(Exercise)
Copy the records below, substituting "street-scene review" for every occurrence of "set-piece analysis" and keeping everything else the same.

(Location labeling records)
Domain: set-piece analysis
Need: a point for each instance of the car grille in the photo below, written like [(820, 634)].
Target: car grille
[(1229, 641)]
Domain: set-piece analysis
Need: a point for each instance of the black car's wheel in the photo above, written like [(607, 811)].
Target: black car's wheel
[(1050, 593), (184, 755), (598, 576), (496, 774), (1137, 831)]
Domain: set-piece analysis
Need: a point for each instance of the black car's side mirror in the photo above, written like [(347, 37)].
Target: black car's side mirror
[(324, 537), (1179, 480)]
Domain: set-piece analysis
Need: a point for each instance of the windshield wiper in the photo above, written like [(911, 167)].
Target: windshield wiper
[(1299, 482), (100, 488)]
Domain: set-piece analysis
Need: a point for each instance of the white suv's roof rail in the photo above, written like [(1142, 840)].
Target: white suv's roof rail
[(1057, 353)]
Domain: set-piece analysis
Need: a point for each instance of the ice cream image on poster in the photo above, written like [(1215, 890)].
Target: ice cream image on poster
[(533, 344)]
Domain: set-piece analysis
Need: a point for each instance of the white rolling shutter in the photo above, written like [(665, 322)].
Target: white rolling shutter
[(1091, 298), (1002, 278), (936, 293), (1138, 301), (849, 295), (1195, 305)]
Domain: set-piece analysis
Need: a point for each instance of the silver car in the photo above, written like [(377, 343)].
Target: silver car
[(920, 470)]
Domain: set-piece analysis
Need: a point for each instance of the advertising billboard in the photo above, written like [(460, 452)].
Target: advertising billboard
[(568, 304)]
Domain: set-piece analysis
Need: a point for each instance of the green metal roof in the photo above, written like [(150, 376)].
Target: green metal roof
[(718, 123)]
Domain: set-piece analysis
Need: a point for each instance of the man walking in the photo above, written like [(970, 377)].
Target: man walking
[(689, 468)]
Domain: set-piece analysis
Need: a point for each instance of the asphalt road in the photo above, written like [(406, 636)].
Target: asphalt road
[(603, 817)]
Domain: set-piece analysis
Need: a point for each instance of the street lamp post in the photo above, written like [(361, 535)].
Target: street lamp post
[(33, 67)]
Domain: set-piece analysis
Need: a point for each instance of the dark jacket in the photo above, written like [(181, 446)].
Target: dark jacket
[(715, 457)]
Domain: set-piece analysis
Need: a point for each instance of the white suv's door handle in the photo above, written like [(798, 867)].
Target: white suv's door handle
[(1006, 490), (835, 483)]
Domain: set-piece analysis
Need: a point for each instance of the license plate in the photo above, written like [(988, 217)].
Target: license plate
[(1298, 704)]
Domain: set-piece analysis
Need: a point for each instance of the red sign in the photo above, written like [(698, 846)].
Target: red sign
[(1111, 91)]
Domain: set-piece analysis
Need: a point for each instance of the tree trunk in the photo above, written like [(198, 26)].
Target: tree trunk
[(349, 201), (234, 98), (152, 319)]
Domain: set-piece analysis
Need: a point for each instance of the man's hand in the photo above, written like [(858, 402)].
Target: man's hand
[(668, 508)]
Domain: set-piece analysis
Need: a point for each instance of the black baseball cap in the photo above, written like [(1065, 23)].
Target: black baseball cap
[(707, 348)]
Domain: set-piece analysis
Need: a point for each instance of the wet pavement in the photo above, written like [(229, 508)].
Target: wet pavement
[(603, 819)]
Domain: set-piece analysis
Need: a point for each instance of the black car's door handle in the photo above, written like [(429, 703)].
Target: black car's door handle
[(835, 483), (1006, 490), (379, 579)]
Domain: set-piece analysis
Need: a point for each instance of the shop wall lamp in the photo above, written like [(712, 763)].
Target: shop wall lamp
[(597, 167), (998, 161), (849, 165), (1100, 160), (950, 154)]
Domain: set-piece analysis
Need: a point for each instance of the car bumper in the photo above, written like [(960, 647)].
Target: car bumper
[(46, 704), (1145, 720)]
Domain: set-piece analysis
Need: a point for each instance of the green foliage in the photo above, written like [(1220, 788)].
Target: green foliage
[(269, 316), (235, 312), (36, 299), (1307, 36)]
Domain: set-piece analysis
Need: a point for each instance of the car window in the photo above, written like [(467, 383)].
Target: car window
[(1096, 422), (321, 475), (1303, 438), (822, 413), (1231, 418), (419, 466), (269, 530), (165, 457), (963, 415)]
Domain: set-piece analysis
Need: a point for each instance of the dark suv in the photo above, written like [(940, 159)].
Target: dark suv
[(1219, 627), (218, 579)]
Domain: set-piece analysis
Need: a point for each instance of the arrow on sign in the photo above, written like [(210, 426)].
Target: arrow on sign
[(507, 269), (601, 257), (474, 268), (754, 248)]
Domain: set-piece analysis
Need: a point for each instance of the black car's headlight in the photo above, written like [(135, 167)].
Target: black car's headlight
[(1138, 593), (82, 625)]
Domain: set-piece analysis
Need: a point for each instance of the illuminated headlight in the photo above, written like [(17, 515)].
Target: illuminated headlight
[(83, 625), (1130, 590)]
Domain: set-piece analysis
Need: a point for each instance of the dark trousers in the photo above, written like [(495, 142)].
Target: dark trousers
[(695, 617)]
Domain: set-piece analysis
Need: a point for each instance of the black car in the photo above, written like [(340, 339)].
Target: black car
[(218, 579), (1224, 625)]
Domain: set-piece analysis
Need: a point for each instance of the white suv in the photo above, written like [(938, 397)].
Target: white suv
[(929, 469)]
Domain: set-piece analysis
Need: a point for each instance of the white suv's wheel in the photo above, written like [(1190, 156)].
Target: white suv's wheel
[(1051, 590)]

(Response)
Domain: street-scene review
Need: a point for each instance of the car grille in the photo below, written like [(820, 634)].
Target: car grille
[(1229, 641)]
Domain: street-scene review
Need: a point for each instance of the black car's wheel in the photo above, written like [(607, 811)].
Target: black car's wheel
[(1050, 593), (184, 755), (598, 576), (496, 774), (1137, 831)]
Domain: street-scene review
Need: a point for each instance of the black car's side mirror in the photo above, written like [(347, 37)].
Target: black car's side mirror
[(324, 537), (1179, 480)]
Domain: street-scene review
Need: a point for each instance of the windshield wiper in the photo above, written like [(911, 167)].
Target: windshield wiper
[(1299, 482), (100, 488)]
Domain: street-scene review
Need: a point for each instance of the white suv's roof rail in the photo above, written like [(1142, 840)].
Target: white suv's roof rail
[(1057, 353)]
Domain: street-scene review
Need: a point for each instance of the ice cream image on poster in the photo above, written like [(1215, 890)].
Target: ice cream image on poster
[(533, 344)]
Domain: street-scene review
Need: a point for each instance of the white rolling shutter in the photo above, written like [(665, 322)].
Target: white rolling shutter
[(1091, 298), (1002, 278), (936, 293), (1138, 301), (849, 295), (1195, 305)]
Domain: street-scene review
Need: a point for each instance of the silver car in the photo above, written like [(377, 343)].
Target: silver car
[(920, 470)]
Domain: street-scene review
Need: a point for each instance of the advertising billboard in the photo above, written like [(460, 452)].
Target: advertising billboard
[(568, 304)]
Domain: street-scene review
Need: a point for each instance of the green metal roof in the photo above, written like [(150, 376)].
Target: green metal roof
[(718, 123)]
Domain: street-scene review
Need: a point for each instance of the man walking in the photo above, written like [(970, 377)].
Target: man walking
[(689, 468)]
Domain: street-scene review
Need: a point for each instance of the asphalt road in the photo above, written like [(406, 636)].
Target: asphalt road
[(603, 817)]
Domain: street-scene review
Need: a point for each instance of the street lamp post in the photo above, written like [(361, 535)].
Target: street lamp post
[(33, 67)]
Domain: street-scene review
Need: a point for each instance of the dark jacket in the photo above, written like [(181, 446)].
Target: dark jacket
[(715, 457)]
Domain: street-scene review
Need: a point for each instance of the white suv's door handle in the photo above, written like [(798, 867)].
Target: white suv's door handle
[(1006, 490), (835, 483)]
Domain: street-scene review
Need: a point for each instance of the license plate in the photo above, written like [(988, 217)].
Target: license plate
[(1298, 704)]
Domain: street-scene review
Need: a point for each instance of the red sign in the photo above, written like [(698, 846)].
Target: red sign
[(1111, 91)]
Domain: street-scene review
Need: a point for each instance of the tree trunk in the photo above, written like [(198, 26)].
Target: tree trunk
[(349, 201), (234, 98), (152, 319)]
Domain: street-scene review
Need: a point for each instance of the man's hand in the photo above, written like [(858, 402)].
Target: man's hand
[(668, 508)]
Domain: street-scene review
Need: a point for each instance of the black baseball cap in the photo above, written like [(1065, 23)].
Target: black baseball cap
[(707, 348)]
Domain: street-scene review
Need: a point for each instance of the wet pavement in the photo above, written like [(229, 508)].
Target: wet pavement
[(603, 819)]
Domain: street-scene review
Need: a point for each instance of the black car's door handle in the photo above, written like [(429, 703)].
Target: black car's door handle
[(835, 483), (1006, 490), (379, 579)]
Domain: street-scene review
Need: a point for each instance of the shop wall lamp in the photo above, written like [(712, 763)].
Target: shop wall lamp
[(597, 167), (998, 161), (849, 165), (1100, 160), (950, 154)]
Domain: street-scene review
Need: a point for each instance of the car bumper in the photo above, written like [(960, 647)].
Target: car bumper
[(46, 704), (1145, 720)]
Domain: street-scene review
Need: a point for each instance of the green foliage in the photo above, written like [(1220, 788)].
Target: green foliage
[(269, 316), (235, 312), (36, 299), (1307, 36)]
Domain: street-scene review
Need: a point for each instance of the car window in the photo above, written like [(467, 383)].
Target: car window
[(1096, 422), (321, 475), (1303, 438), (822, 413), (1231, 418), (419, 466), (269, 530), (165, 457), (963, 415)]
Domain: street-scene review
Need: a point for each instance of the dark suv in the photo above, written like [(940, 159)].
Target: dark suv
[(1219, 627), (218, 579)]
Domain: street-scene review
Need: a point for each instance of the arrow on sign in the photo above, written like [(210, 426)].
Target: arrow on sign
[(507, 269), (601, 257), (474, 268), (754, 248)]
Domain: street-scene review
Need: a point for each instance of the black car's headlight in the photo above, written like [(135, 167)].
Target: black car's headlight
[(1138, 593), (82, 625)]
Domain: street-scene review
Need: a point for each instance of the illuminated headlight in the photo above, written like [(17, 515)].
Target: illuminated headlight
[(83, 625), (1130, 590)]
Domain: street-scene review
Need: a point for each instance of the dark trousers in the photo above, written like [(495, 142)].
Target: dark trousers
[(695, 617)]
Domain: street-scene review
Need: a point for each instance of the black car in the photo above, written like [(340, 339)].
Target: black car
[(218, 579), (1224, 625)]
Domain: street-scene review
Need: a point for each instance of the white suv in the photo above, written like [(938, 397)].
Target: white suv
[(929, 469)]
Domain: street-scene review
Need: a point for each instance of the white suv's wheel in the photo above, written like [(1190, 156)].
Target: white suv's wheel
[(1051, 590)]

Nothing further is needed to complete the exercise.